Passage extrait
______

Project Description

COLLOQUE INTERNATIONAL (Liège, 20-22 juin 2018)

Le congrès est consacré à la figure du pape entre passé et présent.

Le pape est l’évêque de Rome, le vicarius Christi, le successeur du prince des apôtres, le serviteur des serviteurs de Dieu, le souverain pontife de l’Eglise universelle, mais aussi le primat d’Italie et le souverain de la Cité du Vatican. Dans ces titres, énumérés par l’Annuaire pontifical 2017, on trouve condensés les résultats d’années de réflexion (pas toujours pacifiques) sur le rapport dialectique entre pouvoir spirituel et pouvoir temporel. Au travers des écrits, des images, des actes politiques et des gestes liturgiques, le pape, depuis le Moyen Age jusqu’à aujourd’hui, exprime le sens de sa mission terrestre qui, entre innovation et conservatisme, l’amène à être une personnalité politique et une autorité religieuse sans équivalent dans d’autres religions.

La situation actuelle est extraordinaire : deux papes coexistent, l’un émérite, qui abdiqua en 2013, et l’autre encore en charge. En 2013, la renonciation de Benoît XVI fut la première de l’histoire contemporaine, plus de sept cents ans après la plus célèbre des abdications médiévales – celle de Célestin V en 1294. Nous avons aussi été témoins de la canonisation de deux papes (Jean XXIII et Jean Paul II, 2014) et de la promulgation de deux jubilés (le jubilé ordinaire de 2000, et un jubilé extraordinaire en 2015 sous le signe de la Miséricorde). Les sciences humaines sont appelées à essayer d’expliquer le sens de ces événements qui, à défaut, pourraient être perçus comme des inventions modernes et non comme des processus profondément ancrés dans l’Histoire.

______

Travail demandé
Reprenez la présentation du colloque consacré à la figure du pape et rédigez la suite après sa dernière phrase.

Éléments enregistrés
______

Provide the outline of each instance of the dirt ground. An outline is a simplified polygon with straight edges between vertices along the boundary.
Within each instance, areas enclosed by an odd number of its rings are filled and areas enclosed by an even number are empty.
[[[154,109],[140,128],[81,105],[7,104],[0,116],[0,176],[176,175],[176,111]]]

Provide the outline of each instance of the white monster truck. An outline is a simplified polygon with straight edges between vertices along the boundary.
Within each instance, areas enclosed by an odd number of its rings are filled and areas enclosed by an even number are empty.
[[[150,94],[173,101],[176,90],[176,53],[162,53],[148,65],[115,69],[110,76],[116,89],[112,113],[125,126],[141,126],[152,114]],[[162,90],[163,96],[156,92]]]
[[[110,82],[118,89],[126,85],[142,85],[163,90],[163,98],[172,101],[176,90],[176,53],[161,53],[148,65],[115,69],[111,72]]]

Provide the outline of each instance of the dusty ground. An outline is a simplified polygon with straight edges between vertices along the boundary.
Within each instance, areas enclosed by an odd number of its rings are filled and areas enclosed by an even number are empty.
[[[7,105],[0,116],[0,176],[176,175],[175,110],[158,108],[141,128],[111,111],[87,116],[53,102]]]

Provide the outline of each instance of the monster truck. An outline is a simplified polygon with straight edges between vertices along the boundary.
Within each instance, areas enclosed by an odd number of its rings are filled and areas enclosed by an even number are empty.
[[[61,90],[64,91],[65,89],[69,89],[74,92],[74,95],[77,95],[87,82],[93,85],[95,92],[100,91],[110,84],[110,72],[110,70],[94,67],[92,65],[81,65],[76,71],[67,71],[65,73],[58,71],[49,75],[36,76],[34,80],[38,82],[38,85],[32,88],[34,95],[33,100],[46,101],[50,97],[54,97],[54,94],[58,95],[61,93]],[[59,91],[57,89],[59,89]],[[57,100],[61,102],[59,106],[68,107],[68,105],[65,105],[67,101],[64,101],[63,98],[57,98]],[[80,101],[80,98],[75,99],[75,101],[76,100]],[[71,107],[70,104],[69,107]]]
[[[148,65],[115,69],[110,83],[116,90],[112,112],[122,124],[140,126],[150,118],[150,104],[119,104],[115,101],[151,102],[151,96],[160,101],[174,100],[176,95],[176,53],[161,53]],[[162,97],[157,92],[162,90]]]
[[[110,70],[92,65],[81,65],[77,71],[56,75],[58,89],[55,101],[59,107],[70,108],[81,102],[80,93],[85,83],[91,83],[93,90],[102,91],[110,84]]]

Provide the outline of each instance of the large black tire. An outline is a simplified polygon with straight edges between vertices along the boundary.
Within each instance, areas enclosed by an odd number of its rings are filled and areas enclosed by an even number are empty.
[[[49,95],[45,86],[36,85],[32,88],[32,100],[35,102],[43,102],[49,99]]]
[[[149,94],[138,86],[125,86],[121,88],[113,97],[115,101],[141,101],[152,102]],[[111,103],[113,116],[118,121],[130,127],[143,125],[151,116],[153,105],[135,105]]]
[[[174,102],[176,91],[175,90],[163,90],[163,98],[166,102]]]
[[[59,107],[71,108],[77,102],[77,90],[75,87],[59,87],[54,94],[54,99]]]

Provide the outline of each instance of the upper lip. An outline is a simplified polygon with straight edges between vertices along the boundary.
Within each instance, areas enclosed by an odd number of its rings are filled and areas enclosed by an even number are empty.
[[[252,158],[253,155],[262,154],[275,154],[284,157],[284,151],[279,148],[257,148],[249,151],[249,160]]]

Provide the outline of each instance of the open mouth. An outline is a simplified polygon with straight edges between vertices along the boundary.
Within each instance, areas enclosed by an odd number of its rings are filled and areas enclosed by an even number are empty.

______

Réponse attendue
Privilégiant l’approche multidisciplinaire, le colloque aborde différents domaines de recherches, à commencer par l’Histoire de l’art, au sens large, englobant la photographie et la critique cinématographique et théâtrale. La chronologie envisagée se veut aussi large que possible, embrassant les périodes médiévale, moderne et contemporaine. Les communications portent sur l’iconographie du pape, qu’il s’agisse d’images idéalisées ou diffamatoires, historiques ou imaginaires. Une attention particulière est accordée aux productions iconographiques qui peuvent être mises en relation avec les connaissances relatives aux papes médiévaux, en particulier aux papes français en Avignon (1308-1378), qui, pour la première et unique fois dans l’Histoire, ont remis en cause la suprématie de Rome et ont tenté de s’en affranchir.

Des représentations canoniques sur les absides des basiliques romaines aux portraits modernes, en passant par le buste de Boniface VIII (sculpté par Arnolfo di Cambio avant la mort du pape) et les Vaticinia Pontificum, l’on s’interroge sur le rapport à la contemporanéité, comme a pu le faire Francis Bacon, en réinterprétant le célèbre portrait du pape Innocent X réalisé de la main de Diego Vélasquez (Roma, Galerie Doria-Pamphilij, 1650).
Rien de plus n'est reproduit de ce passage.